> **Problem to work on**
Render the records as a Markdown table with the columns Row and Record line, starting at the line that contains "Pinpoint the distant house in this photo." and ending at the line that contains "[526, 312, 595, 469]". Give each line its own numbered row, skip blank lines, and leave the pictures out.

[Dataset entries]
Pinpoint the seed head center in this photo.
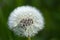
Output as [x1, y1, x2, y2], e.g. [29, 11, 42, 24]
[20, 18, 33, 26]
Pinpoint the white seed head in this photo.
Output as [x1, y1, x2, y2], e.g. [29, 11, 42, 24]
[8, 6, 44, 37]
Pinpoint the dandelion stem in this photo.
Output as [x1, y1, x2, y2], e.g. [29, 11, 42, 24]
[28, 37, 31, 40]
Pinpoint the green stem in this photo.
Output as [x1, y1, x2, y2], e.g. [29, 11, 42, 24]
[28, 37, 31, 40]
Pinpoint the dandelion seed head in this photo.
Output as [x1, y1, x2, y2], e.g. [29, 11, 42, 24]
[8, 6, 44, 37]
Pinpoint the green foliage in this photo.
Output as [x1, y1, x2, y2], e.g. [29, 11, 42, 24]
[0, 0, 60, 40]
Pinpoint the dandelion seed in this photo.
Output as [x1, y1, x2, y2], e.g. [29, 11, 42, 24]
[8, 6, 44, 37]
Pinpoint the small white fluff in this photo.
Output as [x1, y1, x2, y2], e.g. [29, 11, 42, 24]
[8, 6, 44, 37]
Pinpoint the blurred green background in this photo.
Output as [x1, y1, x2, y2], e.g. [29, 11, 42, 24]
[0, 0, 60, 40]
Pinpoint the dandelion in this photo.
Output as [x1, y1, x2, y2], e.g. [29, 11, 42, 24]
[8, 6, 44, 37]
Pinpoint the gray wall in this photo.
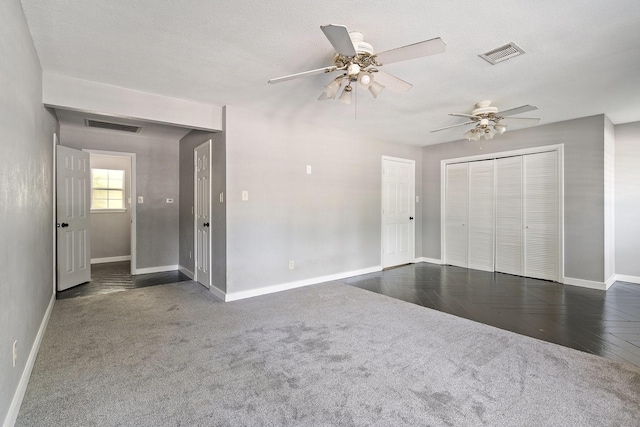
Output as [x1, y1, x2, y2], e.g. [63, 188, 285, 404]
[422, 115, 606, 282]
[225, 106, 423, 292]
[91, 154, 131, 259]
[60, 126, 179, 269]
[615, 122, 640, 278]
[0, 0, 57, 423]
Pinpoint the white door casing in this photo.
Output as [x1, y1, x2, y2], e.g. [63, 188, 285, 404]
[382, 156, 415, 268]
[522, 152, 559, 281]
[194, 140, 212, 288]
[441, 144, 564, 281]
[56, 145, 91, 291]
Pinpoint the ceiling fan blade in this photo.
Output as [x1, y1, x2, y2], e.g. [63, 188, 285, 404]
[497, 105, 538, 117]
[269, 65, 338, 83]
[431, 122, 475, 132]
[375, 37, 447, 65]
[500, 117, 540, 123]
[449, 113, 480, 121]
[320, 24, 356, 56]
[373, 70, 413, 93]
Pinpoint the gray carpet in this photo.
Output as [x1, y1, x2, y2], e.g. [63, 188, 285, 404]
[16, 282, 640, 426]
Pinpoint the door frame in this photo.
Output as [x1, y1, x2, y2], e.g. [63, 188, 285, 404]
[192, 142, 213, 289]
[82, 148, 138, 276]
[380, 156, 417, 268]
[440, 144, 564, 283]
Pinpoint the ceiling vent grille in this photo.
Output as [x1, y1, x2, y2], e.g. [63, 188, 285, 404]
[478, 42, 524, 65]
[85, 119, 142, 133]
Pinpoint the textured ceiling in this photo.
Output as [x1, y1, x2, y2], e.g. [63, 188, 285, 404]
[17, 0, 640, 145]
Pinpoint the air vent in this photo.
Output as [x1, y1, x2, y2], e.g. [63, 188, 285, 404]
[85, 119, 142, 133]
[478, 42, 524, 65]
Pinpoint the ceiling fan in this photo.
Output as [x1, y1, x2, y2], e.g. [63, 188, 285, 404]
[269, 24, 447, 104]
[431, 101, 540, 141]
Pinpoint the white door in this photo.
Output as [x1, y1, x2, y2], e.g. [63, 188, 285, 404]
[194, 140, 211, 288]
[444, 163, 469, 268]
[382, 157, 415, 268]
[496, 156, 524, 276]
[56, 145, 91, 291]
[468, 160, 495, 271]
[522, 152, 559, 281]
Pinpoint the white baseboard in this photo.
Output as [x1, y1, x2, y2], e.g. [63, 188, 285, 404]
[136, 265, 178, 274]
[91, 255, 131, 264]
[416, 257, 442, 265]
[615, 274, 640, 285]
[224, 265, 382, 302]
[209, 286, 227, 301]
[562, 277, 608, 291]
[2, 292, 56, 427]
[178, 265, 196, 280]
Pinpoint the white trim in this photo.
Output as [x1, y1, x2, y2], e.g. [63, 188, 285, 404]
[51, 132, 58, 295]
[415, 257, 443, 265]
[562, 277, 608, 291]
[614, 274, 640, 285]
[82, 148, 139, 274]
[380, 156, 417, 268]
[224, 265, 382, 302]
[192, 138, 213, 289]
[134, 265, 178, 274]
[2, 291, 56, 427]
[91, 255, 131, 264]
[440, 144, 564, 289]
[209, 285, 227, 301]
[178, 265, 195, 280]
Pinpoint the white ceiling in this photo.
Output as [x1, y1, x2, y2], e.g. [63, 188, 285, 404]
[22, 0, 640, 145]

* * *

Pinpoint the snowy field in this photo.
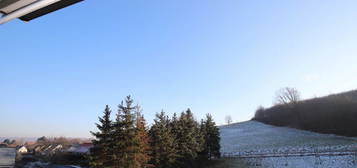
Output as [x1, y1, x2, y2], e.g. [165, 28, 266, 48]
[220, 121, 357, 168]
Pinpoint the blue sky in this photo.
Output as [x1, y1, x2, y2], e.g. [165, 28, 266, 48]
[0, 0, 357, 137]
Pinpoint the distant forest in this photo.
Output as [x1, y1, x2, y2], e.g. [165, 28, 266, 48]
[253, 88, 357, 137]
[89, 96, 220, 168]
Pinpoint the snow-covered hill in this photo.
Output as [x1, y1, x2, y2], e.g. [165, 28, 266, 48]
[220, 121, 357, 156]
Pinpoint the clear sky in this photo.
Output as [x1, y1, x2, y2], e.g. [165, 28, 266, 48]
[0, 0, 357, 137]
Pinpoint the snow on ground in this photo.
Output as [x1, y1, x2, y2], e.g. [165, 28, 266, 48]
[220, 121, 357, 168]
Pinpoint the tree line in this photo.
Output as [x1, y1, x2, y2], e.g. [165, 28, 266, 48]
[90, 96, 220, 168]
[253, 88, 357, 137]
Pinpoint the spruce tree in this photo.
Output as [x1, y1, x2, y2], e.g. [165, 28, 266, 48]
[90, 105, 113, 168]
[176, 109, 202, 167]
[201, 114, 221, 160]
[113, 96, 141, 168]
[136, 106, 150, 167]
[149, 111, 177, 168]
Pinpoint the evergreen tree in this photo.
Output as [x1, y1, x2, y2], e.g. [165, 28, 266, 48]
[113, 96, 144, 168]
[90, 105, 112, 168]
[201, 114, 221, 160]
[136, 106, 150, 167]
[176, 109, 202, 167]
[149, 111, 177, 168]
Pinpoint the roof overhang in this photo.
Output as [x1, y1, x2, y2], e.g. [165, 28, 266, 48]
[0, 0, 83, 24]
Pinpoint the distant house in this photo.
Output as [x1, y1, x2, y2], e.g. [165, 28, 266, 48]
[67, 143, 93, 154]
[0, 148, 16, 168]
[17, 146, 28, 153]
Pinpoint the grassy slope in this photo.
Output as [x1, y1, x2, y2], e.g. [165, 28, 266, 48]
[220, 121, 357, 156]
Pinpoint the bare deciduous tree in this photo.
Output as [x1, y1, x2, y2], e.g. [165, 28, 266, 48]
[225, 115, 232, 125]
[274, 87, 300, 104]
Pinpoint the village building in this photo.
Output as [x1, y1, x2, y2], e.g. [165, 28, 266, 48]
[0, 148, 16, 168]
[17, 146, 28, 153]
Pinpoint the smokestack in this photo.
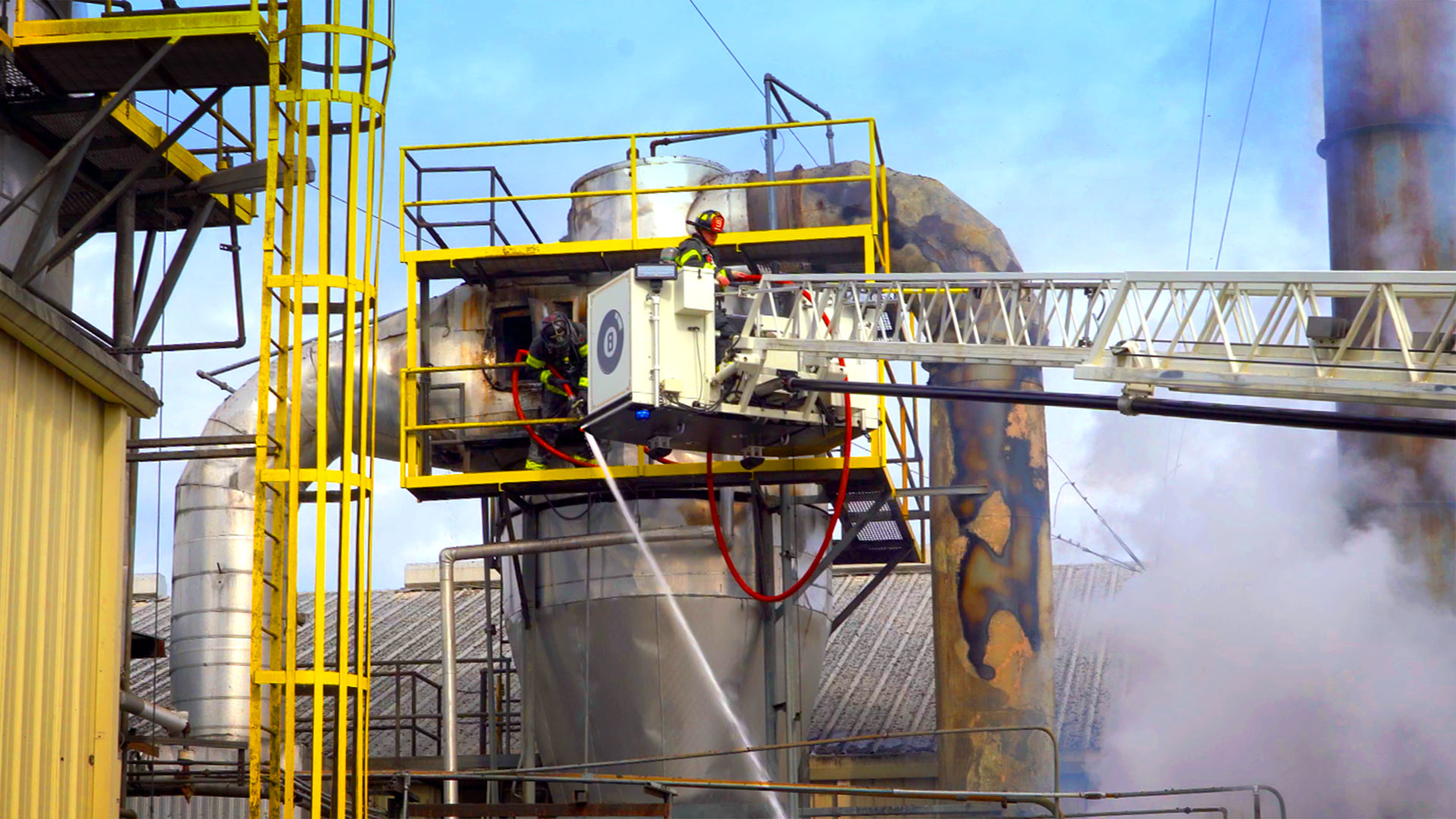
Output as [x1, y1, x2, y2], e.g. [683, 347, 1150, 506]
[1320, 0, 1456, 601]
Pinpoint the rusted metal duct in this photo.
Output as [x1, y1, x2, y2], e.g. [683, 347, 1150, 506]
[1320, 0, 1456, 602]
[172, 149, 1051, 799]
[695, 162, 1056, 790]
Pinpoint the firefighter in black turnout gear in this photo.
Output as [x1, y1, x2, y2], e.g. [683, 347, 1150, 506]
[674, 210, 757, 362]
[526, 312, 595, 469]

> **Worked solution**
| Row | Record line |
|---|---|
| 1 | Pinpoint the distant house in this photo. |
| 2 | Output as [x1, y1, x2, y2], e.g. [165, 28, 266, 48] |
| 3 | [67, 143, 93, 154] |
| 4 | [0, 148, 16, 168] |
| 5 | [17, 146, 28, 153] |
| 6 | Pinpoint the grassy slope in this photo. |
| 7 | Output as [x1, y1, x2, y2], e.g. [165, 28, 266, 48] |
| 8 | [220, 121, 357, 156] |
| 9 | Pinpoint the bare deciduous tree in this photo. |
| 10 | Output as [x1, y1, x2, y2], e.g. [165, 28, 266, 48] |
| 11 | [225, 115, 232, 125] |
| 12 | [274, 87, 300, 104] |
| 13 | Pinpoint the village building in this photo. |
| 14 | Output as [x1, y1, x2, y2], e.g. [165, 28, 266, 48] |
| 15 | [0, 148, 16, 168] |
| 16 | [17, 146, 28, 153] |
| 17 | Pinpoint the smokestack in this photo. |
| 18 | Output as [x1, y1, x2, y2], e.g. [683, 347, 1150, 506] |
| 19 | [1320, 0, 1456, 601] |
| 20 | Pinpoint the rusted metal duct in this photo. |
| 21 | Output as [x1, y1, x2, y2], e.g. [683, 347, 1150, 506] |
| 22 | [1320, 0, 1456, 602] |
| 23 | [172, 149, 1051, 799] |
| 24 | [695, 162, 1056, 790] |
| 25 | Pinpoint the firefighter in black turnout gear in this photo. |
| 26 | Output as [x1, y1, x2, y2], e.g. [683, 347, 1150, 506] |
| 27 | [674, 210, 757, 362] |
| 28 | [526, 312, 595, 469] |